__Aim of the task__: Could you reproduce the following blog post about Finance Minister Nicola Willis's Budget speech in full, word for word?

__Text segment__:
# # #
Friday 10 May 2024

Robertson's Seventh Budget?

Dan Bunskill reports on Finance Minister Nicola Willis's speech this week:

Willis said it wouldn’t be a “big-spending” Budget, knowing that Crown finances could get worse before they get better, but she wouldn’t “overreact” to worsening forecasts either.

It will not be “an austerity Budget, of the sort suggested by a few commentators seemingly enthusiastic to see the mistakes of history repeated”.

“Our Government knows how devastating it would be if we were to give up on overdue tax relief, to drastically cut-back on investment and public services, and to downsize our ambitions for growing New Zealand’s economy”.

"Drastically cut-back". 

Right. 

National hopes to get core spending down to 30% of GDP, sometime. 

Ardern's 2019 Wellbeing Budget was forecast to cost 28.8% of GDP over the medium term. Willis wants to avoid "drastically cutting-back" to a level higher than Ardern had set. 

Pretty easy to read those lines in Robertson's voice really, maybe other than the bit about overdue tax relief. 

As I'd put it in The Post earlier this week:

Tax revenue and government spending are both substantially higher than they were before 2020’s Covid lockdown – whether measured as dollars collected and spent, or as a fraction of overall economic activity.

Core tax revenue rose from just under 28% of GDP in 2019 to just over 29% of GDP forecast for 2024. But core government spending increased from 28% of GDP to 33.4% of GDP over the same period. The difference between the two is a problem.
# # #
__Supplied information__:

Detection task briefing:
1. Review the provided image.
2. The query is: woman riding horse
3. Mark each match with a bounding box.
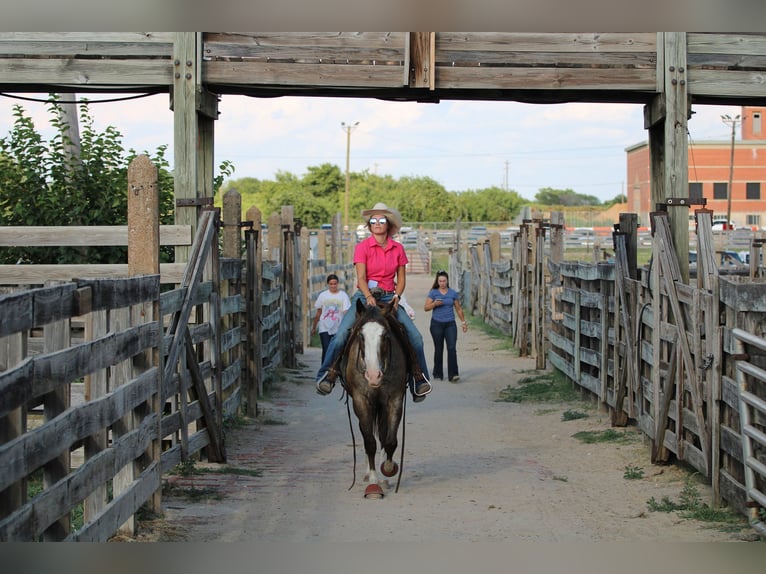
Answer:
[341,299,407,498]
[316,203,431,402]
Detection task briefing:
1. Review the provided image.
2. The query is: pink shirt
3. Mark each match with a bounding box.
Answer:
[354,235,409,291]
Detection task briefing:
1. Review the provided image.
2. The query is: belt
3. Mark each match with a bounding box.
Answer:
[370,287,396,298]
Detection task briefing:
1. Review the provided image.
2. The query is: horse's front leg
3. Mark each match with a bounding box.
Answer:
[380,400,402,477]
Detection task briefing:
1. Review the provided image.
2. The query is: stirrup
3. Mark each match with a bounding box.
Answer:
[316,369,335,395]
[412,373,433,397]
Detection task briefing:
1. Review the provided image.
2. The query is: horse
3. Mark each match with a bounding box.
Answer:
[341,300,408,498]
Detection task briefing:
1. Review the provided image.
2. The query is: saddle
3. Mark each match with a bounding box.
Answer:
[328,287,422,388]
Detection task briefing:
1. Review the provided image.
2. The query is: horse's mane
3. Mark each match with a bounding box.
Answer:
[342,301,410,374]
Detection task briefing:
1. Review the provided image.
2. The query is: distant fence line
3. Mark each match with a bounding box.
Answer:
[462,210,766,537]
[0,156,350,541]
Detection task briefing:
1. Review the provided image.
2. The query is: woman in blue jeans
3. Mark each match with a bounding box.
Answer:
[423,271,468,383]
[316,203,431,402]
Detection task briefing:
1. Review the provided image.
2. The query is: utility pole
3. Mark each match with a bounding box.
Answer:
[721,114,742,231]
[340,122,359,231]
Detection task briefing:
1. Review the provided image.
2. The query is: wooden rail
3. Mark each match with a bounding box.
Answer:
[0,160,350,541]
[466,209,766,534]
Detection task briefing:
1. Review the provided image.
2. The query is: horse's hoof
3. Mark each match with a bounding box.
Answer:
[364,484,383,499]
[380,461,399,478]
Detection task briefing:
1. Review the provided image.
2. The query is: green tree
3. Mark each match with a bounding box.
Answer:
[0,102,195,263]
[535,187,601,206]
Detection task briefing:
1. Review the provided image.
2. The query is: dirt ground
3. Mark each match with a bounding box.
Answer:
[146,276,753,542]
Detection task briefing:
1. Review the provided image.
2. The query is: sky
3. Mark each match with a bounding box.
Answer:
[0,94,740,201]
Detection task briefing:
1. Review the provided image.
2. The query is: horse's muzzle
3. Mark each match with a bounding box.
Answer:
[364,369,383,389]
# # #
__Exercise response__:
Friday 10 May 2024

Robertson's Seventh Budget?

Dan Bunskill reports on Finance Minister Nicola Willis's speech this week:

Willis said it wouldn’t be a “big-spending” Budget, knowing that Crown finances could get worse before they get better, but she wouldn’t “overreact” to worsening forecasts either.

It will not be “an austerity Budget, of the sort suggested by a few commentators seemingly enthusiastic to see the mistakes of history repeated”.

“Our Government knows how devastating it would be if we were to give up on overdue tax relief, to drastically cut-back on investment and public services, and to downsize our ambitions for growing New Zealand’s economy”.

"Drastically cut-back". 

Right. 

National hopes to get core spending down to 30% of GDP, sometime. 

Ardern's 2019 Wellbeing Budget was forecast to cost 28.8% of GDP over the medium term. Willis wants to avoid "drastically cutting-back" to a level higher than Ardern had set. 

Pretty easy to read those lines in Robertson's voice really, maybe other than the bit about overdue tax relief. 

As I'd put it in The Post earlier this week:

Tax revenue and government spending are both substantially higher than they were before 2020’s Covid lockdown – whether measured as dollars collected and spent, or as a fraction of overall economic activity.

Core tax revenue rose from just under 28% of GDP in 2019 to just over 29% of GDP forecast for 2024. But core government spending increased from 28% of GDP to 33.4% of GDP over the same period. The difference between the two is a problem.